[Work to do]
Pick out and copy every line of the listing below that contains the word "ring".

(A block of data)
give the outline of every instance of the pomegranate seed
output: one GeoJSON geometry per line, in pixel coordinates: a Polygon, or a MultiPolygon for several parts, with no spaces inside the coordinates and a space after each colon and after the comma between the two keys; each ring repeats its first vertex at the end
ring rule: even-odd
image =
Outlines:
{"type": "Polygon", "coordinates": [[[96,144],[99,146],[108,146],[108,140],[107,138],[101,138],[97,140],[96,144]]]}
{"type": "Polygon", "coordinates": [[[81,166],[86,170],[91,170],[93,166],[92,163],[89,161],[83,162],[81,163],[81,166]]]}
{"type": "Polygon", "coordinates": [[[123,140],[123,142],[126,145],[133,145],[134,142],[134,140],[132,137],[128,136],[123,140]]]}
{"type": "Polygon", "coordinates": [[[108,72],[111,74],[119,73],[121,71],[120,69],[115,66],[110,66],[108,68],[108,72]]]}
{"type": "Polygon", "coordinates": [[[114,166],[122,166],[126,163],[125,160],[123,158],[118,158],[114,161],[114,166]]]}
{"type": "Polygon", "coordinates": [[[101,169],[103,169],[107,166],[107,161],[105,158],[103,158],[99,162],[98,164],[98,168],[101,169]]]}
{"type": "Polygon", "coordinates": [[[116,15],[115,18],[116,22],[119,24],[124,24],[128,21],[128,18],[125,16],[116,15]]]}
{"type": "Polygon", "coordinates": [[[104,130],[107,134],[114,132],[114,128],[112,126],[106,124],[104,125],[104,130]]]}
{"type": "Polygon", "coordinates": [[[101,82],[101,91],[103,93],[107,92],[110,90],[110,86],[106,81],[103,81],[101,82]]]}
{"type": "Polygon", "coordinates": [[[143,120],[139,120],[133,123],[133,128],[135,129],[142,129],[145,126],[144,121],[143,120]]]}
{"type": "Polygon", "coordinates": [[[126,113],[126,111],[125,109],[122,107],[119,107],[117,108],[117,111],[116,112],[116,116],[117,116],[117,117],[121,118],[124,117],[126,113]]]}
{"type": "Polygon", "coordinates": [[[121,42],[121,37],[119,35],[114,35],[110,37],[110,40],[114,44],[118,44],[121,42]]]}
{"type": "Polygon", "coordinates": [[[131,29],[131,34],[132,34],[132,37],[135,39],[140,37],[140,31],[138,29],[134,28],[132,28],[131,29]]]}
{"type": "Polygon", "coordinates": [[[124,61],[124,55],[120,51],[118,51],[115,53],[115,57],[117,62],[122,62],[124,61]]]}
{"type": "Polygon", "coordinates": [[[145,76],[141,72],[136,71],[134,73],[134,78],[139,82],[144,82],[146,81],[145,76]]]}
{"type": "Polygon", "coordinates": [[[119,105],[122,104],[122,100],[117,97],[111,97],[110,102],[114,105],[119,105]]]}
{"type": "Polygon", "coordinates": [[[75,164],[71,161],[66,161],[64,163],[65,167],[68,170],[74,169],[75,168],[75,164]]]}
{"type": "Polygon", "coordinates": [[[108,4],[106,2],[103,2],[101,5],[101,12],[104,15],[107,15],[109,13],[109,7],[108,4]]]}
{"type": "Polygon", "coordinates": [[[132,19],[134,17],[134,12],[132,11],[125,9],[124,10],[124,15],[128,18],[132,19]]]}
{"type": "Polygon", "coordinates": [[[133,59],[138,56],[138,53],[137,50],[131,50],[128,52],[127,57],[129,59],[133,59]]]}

[Correct output]
output: one GeoJSON geometry per line, in pixel coordinates: a Polygon, or a MultiPolygon for several parts, with no spaces inside the coordinates and a space after each colon and after the comma between the two keys; each ring repeats its first vertex at the end
ring rule: even-odd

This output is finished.